WHAT TO WORK ON
Pull out each line of the listing that contains the string "positive", matching case exactly.

EXTRACTED DATA
·····

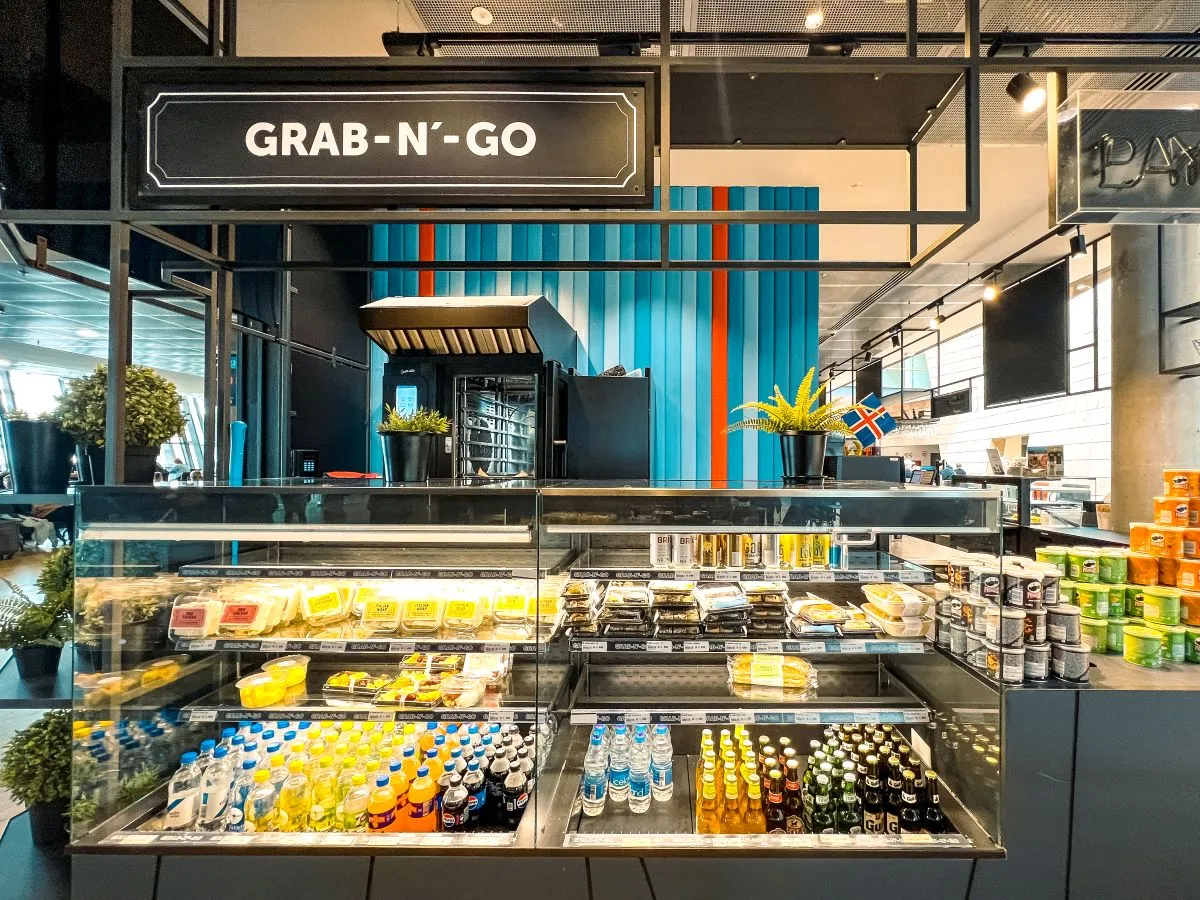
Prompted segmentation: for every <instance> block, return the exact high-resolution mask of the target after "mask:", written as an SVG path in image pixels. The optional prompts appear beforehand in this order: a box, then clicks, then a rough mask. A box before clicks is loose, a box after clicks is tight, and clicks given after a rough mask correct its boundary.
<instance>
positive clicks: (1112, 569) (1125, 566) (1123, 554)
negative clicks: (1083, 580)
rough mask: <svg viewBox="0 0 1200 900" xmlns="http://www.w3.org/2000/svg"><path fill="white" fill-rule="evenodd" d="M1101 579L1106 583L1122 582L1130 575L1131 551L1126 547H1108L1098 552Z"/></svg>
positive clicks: (1125, 579)
mask: <svg viewBox="0 0 1200 900" xmlns="http://www.w3.org/2000/svg"><path fill="white" fill-rule="evenodd" d="M1097 562H1098V563H1099V571H1100V581H1103V582H1104V583H1105V584H1120V583H1122V582H1123V581H1124V580H1126V577H1127V575H1128V565H1129V551H1128V550H1126V548H1124V547H1108V548H1105V550H1102V551H1099V553H1098V554H1097Z"/></svg>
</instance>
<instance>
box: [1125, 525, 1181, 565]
mask: <svg viewBox="0 0 1200 900" xmlns="http://www.w3.org/2000/svg"><path fill="white" fill-rule="evenodd" d="M1132 544H1133V541H1132V540H1130V545H1132ZM1146 552H1147V553H1150V554H1151V556H1152V557H1159V558H1162V557H1174V558H1176V559H1177V558H1180V557H1182V556H1183V529H1182V528H1176V527H1175V526H1151V527H1150V532H1148V533H1147V534H1146Z"/></svg>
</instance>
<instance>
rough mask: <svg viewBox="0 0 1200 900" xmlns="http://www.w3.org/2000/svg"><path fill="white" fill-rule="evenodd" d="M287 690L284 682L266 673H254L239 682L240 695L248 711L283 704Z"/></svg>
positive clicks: (239, 689)
mask: <svg viewBox="0 0 1200 900" xmlns="http://www.w3.org/2000/svg"><path fill="white" fill-rule="evenodd" d="M286 690H287V689H286V688H284V686H283V682H281V680H280V679H278V678H276V677H275V676H271V674H268V673H266V672H254V674H248V676H246V677H245V678H241V679H239V680H238V694H239V695H240V696H241V704H242V706H244V707H246V708H247V709H259V708H262V707H271V706H275V704H277V703H282V702H283V695H284V692H286Z"/></svg>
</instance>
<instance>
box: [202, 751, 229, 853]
mask: <svg viewBox="0 0 1200 900" xmlns="http://www.w3.org/2000/svg"><path fill="white" fill-rule="evenodd" d="M232 791H233V766H232V764H230V761H229V751H228V750H226V749H224V748H223V746H218V748H217V749H216V750H215V751H214V754H212V762H211V763H210V764H209V767H208V768H206V769H205V770H204V790H202V791H200V830H202V832H220V830H223V829H224V820H226V814H227V812H228V811H229V794H230V793H232Z"/></svg>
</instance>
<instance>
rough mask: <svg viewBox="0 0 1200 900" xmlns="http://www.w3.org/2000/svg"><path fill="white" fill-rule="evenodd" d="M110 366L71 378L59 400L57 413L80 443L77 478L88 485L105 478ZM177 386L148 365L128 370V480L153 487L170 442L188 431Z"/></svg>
mask: <svg viewBox="0 0 1200 900" xmlns="http://www.w3.org/2000/svg"><path fill="white" fill-rule="evenodd" d="M107 401H108V367H107V366H96V371H95V372H92V373H91V374H89V376H84V377H83V378H72V379H71V380H70V382H68V383H67V390H66V394H64V395H62V396H61V397H59V408H58V410H56V415H58V416H59V419H60V421H61V422H62V427H64V430H66V432H67V433H68V434H70V436H71V437H72V438H74V440H76V443H77V444H78V445H79V452H78V456H79V475H80V480H83V481H84V482H85V484H94V485H96V484H103V480H104V420H106V415H107V410H108V402H107ZM185 424H186V420H185V419H184V413H182V410H181V408H180V396H179V390H178V389H176V388H175V384H174V383H173V382H170V380H168V379H166V378H163V377H162V376H161V374H158V373H157V372H155V371H154V370H152V368H150V367H148V366H128V367H127V368H126V372H125V480H126V481H127V482H130V484H149V482H150V481H152V480H154V467H155V462H156V461H157V458H158V452H160V451H161V449H162V444H163V442H166V440H169V439H170V438H173V437H175V436H176V434H179V433H181V432H182V431H184V425H185Z"/></svg>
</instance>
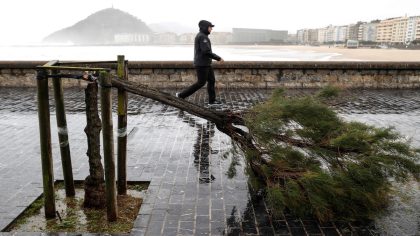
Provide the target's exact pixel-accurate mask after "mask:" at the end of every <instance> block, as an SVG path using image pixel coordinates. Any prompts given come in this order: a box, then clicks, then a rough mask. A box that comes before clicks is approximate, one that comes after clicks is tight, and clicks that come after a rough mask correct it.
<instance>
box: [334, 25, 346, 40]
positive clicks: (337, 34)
mask: <svg viewBox="0 0 420 236" xmlns="http://www.w3.org/2000/svg"><path fill="white" fill-rule="evenodd" d="M346 36H347V25H344V26H334V31H333V40H332V41H334V42H345V41H346V39H347V37H346Z"/></svg>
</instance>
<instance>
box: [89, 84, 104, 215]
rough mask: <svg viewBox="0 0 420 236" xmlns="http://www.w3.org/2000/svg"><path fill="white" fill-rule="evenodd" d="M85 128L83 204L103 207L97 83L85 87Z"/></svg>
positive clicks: (100, 126)
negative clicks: (85, 124)
mask: <svg viewBox="0 0 420 236" xmlns="http://www.w3.org/2000/svg"><path fill="white" fill-rule="evenodd" d="M85 102H86V120H87V124H86V128H85V133H86V135H87V140H88V150H87V153H86V155H87V156H88V158H89V176H88V177H86V179H85V200H84V206H85V207H88V208H105V206H106V204H105V202H106V201H105V180H104V168H103V166H102V163H101V154H100V132H101V120H100V118H99V115H98V84H97V83H89V84H88V86H87V88H86V89H85Z"/></svg>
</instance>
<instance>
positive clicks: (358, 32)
mask: <svg viewBox="0 0 420 236" xmlns="http://www.w3.org/2000/svg"><path fill="white" fill-rule="evenodd" d="M362 24H363V23H362V22H360V21H359V22H357V23H356V24H350V25H348V26H347V33H346V39H347V40H358V38H359V29H360V26H361V25H362Z"/></svg>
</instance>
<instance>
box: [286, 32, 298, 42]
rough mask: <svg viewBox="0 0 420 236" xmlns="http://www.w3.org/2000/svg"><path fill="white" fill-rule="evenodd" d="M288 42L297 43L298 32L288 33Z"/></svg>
mask: <svg viewBox="0 0 420 236" xmlns="http://www.w3.org/2000/svg"><path fill="white" fill-rule="evenodd" d="M287 42H288V43H292V44H296V43H297V34H288V35H287Z"/></svg>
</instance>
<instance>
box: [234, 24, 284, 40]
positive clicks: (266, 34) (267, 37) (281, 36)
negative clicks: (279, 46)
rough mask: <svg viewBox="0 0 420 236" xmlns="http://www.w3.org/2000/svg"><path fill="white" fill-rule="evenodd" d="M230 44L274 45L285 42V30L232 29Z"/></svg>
mask: <svg viewBox="0 0 420 236" xmlns="http://www.w3.org/2000/svg"><path fill="white" fill-rule="evenodd" d="M232 32H233V33H232V43H275V42H285V41H286V40H287V30H269V29H247V28H233V29H232Z"/></svg>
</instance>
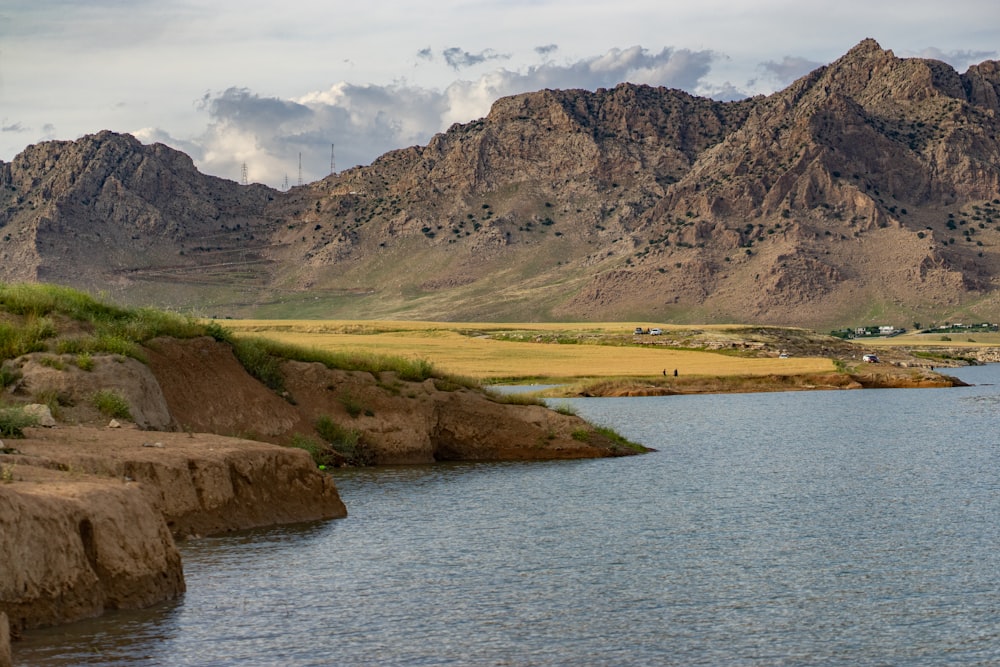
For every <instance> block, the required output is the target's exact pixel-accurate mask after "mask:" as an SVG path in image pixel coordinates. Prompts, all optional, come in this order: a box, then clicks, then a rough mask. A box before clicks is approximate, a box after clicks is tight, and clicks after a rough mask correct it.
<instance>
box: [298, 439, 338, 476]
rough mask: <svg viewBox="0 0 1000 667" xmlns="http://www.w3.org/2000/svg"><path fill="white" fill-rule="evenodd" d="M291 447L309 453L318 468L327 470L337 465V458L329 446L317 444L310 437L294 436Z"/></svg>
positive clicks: (319, 443)
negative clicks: (332, 466) (332, 465)
mask: <svg viewBox="0 0 1000 667" xmlns="http://www.w3.org/2000/svg"><path fill="white" fill-rule="evenodd" d="M291 446H292V447H295V448H297V449H302V450H305V451H307V452H309V456H311V457H312V460H313V462H314V463H315V464H316V467H318V468H321V469H325V468H326V467H327V466H331V465H335V464H336V463H337V457H336V455H335V454H334V453H333V451H332V450H331V448H330V446H329V445H326V444H324V443H320V442H316V441H315V440H314V439H312V438H310V437H309V436H306V435H302V434H301V433H296V434H294V435H293V436H292V442H291Z"/></svg>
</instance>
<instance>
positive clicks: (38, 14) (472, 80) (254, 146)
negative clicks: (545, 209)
mask: <svg viewBox="0 0 1000 667" xmlns="http://www.w3.org/2000/svg"><path fill="white" fill-rule="evenodd" d="M867 37H871V38H874V39H875V40H876V41H878V42H879V44H880V45H881V46H882V48H884V49H891V50H892V51H893V53H895V55H896V56H898V57H913V56H917V57H929V58H936V59H939V60H944V61H945V62H947V63H949V64H950V65H952V66H953V67H954V68H955V69H956V70H958V71H959V72H965V71H966V69H967V68H968V67H969V65H972V64H976V63H979V62H982V61H983V60H996V59H1000V3H998V2H997V1H996V0H948V1H947V2H945V1H943V0H837V1H836V2H833V1H830V0H699V1H698V2H692V1H691V0H618V1H610V2H609V1H607V0H605V1H604V2H594V1H591V0H503V1H501V0H467V1H458V0H435V1H434V2H424V1H417V2H402V1H400V0H387V1H381V0H368V1H367V2H350V3H348V2H343V1H342V0H339V1H338V0H297V1H296V2H293V3H291V4H285V3H282V2H280V1H276V0H271V1H270V2H261V1H259V0H241V1H239V2H236V1H234V0H86V2H84V1H82V0H3V2H2V3H0V160H2V161H10V160H11V159H12V158H13V157H14V156H15V155H17V154H18V153H20V152H21V151H22V150H23V149H24V148H25V147H27V146H28V145H31V144H35V143H39V142H42V141H48V140H74V139H77V138H79V137H81V136H83V135H86V134H91V133H95V132H99V131H101V130H105V129H107V130H113V131H116V132H128V133H131V134H134V135H135V136H136V137H138V138H139V139H140V140H141V141H142V142H143V143H147V144H148V143H154V142H161V143H164V144H167V145H168V146H171V147H173V148H176V149H178V150H181V151H184V152H185V153H187V154H188V155H190V156H191V158H192V159H193V160H194V162H195V164H196V165H197V167H198V168H199V169H200V170H201V171H203V172H205V173H208V174H212V175H216V176H221V177H223V178H228V179H231V180H234V181H240V180H241V179H242V175H243V173H242V172H243V165H246V170H247V177H248V180H249V181H250V182H259V183H265V184H267V185H270V186H272V187H277V188H284V187H286V184H287V185H296V184H297V183H298V182H299V180H300V174H301V180H302V182H311V181H314V180H318V179H321V178H324V177H326V176H327V175H329V174H330V171H331V166H333V167H334V168H335V169H336V170H337V171H342V170H344V169H346V168H349V167H352V166H355V165H359V164H370V163H371V162H372V161H373V160H374V159H375V158H377V157H378V156H379V155H382V154H384V153H386V152H387V151H390V150H393V149H397V148H404V147H407V146H413V145H424V144H426V143H427V142H428V141H429V140H430V138H431V137H432V136H433V135H434V134H435V133H438V132H443V131H445V130H446V129H447V128H448V127H449V126H451V125H452V124H453V123H465V122H469V121H471V120H475V119H477V118H481V117H483V116H485V115H487V114H488V113H489V110H490V105H491V104H492V103H493V102H494V101H495V100H496V99H498V98H500V97H503V96H506V95H512V94H517V93H523V92H530V91H535V90H541V89H544V88H562V89H565V88H583V89H587V90H596V89H598V88H611V87H614V86H615V85H617V84H619V83H622V82H630V83H636V84H648V85H653V86H666V87H669V88H679V89H681V90H685V91H687V92H689V93H692V94H695V95H701V96H705V97H711V98H713V99H719V100H732V99H739V98H742V97H745V96H747V95H754V94H769V93H772V92H775V91H777V90H780V89H782V88H784V87H785V86H787V85H788V84H790V83H791V82H792V81H794V80H795V79H797V78H798V77H800V76H802V75H804V74H806V73H808V72H809V71H811V70H813V69H815V68H817V67H819V66H822V65H825V64H828V63H830V62H832V61H834V60H836V59H837V58H839V57H840V56H842V55H844V54H845V53H846V52H847V51H849V50H850V49H851V48H852V47H853V46H855V45H856V44H858V43H859V42H860V41H861V40H863V39H865V38H867ZM300 164H301V167H300Z"/></svg>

·····

SOLUTION TO THE PROBLEM
positive clicks: (1112, 569) (1125, 566) (1123, 554)
positive clicks: (1125, 579)
positive clicks: (239, 689)
positive clicks: (337, 34)
positive clicks: (100, 126)
positive clicks: (358, 32)
positive clicks: (266, 34) (267, 37) (281, 36)
positive clicks: (319, 443)
positive clicks: (38, 14) (472, 80) (254, 146)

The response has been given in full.